*** Block opens ***
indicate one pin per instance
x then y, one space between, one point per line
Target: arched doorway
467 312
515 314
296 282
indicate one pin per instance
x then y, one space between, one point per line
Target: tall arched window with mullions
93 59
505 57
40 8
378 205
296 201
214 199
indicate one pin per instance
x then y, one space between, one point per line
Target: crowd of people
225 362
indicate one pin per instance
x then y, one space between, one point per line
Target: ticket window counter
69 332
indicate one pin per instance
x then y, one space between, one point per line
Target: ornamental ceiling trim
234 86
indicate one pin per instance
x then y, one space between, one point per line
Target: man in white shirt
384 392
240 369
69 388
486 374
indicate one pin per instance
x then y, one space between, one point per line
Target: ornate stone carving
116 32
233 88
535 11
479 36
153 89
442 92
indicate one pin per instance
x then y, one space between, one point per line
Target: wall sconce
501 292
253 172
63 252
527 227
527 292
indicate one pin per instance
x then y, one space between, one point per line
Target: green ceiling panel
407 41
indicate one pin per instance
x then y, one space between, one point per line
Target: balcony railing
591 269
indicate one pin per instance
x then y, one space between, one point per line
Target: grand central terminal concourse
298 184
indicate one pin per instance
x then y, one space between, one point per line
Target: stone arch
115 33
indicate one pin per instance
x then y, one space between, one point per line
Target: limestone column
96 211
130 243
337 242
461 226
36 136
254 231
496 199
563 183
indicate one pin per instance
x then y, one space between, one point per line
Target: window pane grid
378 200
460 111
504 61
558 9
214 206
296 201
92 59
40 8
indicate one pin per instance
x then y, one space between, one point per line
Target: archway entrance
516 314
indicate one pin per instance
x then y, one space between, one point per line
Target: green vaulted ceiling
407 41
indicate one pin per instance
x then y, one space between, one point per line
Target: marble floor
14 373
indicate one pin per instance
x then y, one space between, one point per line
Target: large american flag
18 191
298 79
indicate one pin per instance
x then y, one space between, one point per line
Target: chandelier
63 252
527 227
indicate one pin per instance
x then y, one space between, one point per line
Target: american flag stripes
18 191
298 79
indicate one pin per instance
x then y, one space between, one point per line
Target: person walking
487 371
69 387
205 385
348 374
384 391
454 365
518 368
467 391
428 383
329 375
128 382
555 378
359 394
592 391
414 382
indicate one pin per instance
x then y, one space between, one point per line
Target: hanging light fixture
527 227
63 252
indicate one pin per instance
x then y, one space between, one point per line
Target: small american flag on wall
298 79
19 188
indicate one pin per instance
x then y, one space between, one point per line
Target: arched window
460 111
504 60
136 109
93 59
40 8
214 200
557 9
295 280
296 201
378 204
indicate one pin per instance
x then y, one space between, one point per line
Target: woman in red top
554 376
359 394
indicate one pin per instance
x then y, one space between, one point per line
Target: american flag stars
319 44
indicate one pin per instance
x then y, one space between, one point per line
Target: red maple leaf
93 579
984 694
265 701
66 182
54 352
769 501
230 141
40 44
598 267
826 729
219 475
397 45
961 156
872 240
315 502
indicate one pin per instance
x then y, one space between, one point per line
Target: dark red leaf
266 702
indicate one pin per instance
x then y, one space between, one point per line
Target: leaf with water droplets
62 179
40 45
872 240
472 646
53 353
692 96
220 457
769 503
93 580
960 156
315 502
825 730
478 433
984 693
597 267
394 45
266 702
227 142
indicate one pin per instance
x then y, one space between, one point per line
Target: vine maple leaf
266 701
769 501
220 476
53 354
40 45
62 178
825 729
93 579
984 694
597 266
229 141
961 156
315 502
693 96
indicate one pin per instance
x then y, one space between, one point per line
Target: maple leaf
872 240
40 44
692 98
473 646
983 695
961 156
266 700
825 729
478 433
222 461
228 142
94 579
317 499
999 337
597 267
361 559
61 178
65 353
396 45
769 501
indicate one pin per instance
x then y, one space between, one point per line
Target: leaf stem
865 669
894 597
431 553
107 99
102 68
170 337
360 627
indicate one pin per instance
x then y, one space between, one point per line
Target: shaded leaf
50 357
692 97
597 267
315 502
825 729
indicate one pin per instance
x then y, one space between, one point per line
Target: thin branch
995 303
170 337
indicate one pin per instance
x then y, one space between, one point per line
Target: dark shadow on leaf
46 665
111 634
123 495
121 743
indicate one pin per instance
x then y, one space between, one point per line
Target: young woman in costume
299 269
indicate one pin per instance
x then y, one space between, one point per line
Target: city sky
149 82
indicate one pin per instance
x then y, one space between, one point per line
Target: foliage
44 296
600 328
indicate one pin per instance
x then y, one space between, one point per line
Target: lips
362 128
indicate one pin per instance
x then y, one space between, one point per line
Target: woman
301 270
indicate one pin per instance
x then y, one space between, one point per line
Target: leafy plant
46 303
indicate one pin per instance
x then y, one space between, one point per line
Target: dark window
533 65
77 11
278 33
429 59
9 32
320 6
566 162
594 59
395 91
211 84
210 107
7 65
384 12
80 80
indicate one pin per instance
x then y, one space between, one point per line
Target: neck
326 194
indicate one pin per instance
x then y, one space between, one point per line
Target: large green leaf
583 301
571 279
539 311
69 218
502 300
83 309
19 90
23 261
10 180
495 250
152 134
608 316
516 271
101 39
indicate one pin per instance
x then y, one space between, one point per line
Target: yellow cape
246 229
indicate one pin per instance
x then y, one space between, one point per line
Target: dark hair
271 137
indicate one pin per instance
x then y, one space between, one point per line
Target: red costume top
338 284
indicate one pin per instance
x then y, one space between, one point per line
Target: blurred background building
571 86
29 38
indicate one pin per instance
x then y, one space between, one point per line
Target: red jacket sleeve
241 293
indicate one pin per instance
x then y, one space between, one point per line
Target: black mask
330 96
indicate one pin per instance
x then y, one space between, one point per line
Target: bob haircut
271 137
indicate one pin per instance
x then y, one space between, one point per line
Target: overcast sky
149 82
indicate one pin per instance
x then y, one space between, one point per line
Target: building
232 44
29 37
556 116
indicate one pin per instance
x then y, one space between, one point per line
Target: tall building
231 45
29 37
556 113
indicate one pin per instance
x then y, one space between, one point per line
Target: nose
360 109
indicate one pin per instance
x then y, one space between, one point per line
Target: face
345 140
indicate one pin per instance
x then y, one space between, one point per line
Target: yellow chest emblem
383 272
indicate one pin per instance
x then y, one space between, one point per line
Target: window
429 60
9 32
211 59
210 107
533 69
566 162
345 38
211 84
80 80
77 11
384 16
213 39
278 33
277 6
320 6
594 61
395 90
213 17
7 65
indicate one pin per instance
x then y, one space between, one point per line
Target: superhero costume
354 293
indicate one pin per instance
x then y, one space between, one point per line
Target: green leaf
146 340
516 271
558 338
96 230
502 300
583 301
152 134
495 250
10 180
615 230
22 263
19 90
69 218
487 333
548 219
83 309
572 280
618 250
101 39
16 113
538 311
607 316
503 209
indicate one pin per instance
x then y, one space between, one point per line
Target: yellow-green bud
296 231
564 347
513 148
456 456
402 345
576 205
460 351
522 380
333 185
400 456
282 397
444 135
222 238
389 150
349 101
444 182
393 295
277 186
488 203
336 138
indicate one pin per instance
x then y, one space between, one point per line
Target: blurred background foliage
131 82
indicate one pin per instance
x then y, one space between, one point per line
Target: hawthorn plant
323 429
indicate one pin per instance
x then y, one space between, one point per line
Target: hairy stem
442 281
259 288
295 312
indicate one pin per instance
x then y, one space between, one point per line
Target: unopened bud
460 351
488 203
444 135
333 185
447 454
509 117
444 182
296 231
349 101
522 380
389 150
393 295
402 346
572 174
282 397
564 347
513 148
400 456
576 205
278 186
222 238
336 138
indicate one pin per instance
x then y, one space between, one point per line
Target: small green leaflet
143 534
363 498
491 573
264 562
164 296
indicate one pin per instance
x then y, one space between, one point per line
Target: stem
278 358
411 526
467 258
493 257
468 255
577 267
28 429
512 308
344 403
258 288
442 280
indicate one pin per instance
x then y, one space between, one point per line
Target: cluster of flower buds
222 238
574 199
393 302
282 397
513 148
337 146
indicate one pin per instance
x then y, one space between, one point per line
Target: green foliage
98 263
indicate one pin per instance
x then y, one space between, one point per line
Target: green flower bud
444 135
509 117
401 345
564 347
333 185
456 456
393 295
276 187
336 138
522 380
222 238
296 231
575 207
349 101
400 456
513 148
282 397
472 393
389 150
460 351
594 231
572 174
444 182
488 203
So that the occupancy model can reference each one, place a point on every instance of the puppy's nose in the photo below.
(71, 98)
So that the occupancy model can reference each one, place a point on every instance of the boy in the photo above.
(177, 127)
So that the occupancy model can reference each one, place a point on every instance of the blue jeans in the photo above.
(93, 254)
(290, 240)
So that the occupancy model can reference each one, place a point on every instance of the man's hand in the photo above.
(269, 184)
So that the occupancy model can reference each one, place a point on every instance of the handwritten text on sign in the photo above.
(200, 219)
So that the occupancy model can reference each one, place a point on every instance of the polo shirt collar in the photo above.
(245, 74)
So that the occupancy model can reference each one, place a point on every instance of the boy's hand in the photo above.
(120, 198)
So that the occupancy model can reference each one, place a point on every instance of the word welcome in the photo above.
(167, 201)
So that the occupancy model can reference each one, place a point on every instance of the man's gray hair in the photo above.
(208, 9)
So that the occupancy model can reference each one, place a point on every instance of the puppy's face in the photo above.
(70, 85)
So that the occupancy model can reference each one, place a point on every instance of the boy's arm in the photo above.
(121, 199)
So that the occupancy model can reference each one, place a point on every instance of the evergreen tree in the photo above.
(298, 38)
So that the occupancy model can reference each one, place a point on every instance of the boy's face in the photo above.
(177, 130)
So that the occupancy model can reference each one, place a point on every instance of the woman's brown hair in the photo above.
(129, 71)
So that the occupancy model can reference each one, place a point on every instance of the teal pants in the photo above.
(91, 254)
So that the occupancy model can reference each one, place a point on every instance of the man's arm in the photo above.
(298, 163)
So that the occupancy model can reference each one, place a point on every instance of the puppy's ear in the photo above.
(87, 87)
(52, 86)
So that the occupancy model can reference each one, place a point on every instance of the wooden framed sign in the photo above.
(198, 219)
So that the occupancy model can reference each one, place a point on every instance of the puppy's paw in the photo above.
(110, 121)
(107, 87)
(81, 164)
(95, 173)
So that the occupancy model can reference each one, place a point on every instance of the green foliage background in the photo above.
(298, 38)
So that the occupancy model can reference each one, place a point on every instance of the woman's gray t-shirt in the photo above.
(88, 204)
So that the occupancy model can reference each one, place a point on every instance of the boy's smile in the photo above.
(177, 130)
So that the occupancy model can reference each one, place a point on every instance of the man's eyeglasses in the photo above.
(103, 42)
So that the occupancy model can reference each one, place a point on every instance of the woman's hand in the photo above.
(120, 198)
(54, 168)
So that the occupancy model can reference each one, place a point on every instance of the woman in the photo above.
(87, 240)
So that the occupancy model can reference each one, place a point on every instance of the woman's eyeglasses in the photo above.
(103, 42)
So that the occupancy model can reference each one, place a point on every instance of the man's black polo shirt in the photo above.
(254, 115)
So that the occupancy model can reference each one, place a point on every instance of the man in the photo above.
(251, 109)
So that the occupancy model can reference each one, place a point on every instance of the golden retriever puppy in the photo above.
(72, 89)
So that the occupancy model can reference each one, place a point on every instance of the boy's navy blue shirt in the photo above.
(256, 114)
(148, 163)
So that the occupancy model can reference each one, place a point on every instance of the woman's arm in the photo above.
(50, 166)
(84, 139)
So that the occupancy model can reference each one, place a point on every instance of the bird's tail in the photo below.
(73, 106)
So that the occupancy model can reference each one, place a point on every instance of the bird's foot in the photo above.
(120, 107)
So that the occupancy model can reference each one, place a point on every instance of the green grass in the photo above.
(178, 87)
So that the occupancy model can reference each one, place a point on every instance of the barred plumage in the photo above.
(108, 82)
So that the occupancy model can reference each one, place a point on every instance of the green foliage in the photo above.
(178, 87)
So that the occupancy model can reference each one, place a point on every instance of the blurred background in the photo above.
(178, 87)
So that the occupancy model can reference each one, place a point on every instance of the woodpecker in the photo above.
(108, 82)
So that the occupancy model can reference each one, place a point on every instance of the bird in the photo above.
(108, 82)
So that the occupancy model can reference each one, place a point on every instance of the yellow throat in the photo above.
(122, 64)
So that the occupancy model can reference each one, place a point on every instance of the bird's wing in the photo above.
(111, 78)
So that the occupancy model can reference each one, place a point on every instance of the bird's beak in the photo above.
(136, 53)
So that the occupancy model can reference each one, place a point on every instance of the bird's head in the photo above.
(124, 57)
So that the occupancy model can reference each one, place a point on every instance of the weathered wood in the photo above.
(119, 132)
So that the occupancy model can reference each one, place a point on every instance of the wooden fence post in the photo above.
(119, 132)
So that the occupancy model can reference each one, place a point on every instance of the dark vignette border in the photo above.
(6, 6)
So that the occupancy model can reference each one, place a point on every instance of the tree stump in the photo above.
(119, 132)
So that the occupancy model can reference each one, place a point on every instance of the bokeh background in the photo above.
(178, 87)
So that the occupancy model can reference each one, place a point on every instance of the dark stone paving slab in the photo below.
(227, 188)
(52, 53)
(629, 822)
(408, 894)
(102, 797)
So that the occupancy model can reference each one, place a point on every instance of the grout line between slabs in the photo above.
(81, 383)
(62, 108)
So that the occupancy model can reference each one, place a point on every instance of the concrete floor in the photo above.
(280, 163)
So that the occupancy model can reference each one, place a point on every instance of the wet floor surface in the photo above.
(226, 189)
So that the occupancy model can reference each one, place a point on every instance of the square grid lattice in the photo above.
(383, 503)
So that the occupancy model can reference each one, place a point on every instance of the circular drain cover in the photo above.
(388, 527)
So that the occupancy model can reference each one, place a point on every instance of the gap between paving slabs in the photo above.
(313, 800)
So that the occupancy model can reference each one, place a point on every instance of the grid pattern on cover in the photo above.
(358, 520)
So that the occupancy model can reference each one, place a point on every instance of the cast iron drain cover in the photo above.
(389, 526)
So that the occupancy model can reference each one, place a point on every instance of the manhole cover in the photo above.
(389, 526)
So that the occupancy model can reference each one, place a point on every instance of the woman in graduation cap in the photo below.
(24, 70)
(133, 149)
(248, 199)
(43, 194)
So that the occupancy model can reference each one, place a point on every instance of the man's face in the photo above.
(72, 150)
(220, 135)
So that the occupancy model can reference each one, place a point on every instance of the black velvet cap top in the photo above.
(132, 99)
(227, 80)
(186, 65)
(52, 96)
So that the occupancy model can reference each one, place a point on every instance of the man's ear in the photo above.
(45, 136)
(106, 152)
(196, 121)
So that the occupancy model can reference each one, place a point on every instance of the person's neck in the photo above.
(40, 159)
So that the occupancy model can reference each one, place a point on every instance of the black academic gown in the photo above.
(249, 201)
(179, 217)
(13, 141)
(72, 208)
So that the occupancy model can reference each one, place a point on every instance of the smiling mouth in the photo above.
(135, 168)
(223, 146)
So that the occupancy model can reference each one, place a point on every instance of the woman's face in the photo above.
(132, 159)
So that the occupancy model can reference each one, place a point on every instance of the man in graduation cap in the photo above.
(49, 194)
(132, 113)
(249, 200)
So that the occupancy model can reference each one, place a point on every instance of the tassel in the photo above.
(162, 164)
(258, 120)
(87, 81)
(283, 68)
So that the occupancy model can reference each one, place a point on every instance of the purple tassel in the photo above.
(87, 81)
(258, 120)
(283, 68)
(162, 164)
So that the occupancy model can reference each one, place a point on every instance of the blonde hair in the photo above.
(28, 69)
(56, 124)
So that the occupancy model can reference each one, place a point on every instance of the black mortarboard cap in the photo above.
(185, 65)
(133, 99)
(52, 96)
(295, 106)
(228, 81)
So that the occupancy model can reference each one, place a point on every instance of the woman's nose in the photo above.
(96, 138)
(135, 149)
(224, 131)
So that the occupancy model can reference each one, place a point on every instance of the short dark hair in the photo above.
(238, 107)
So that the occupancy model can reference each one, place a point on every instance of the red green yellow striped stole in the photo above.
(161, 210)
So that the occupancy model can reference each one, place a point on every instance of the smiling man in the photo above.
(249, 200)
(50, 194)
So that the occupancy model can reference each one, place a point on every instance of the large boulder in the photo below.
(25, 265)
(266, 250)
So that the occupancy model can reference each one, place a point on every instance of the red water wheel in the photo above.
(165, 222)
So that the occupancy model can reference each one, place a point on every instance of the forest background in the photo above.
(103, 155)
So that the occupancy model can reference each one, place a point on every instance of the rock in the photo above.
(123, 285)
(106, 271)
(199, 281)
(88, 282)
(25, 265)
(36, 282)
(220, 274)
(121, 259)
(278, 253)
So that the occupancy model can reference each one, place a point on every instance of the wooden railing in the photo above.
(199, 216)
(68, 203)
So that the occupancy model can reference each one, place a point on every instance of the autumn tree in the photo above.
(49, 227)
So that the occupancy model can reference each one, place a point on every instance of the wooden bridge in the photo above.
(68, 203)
*** Block closes ***
ACTION ITEM - Answer with an exact copy of the lines from the one containing "autumn tree in the photo above." through the end of the entries above, leaving out everything before.

WRITTEN SOLUTION -
So that the occupancy model can reference each one, place a point on every instance of the autumn tree in the photo above.
(49, 227)
So that the occupancy model can reference each one, place a point on every instance of the wooden bridge in the photo above.
(68, 203)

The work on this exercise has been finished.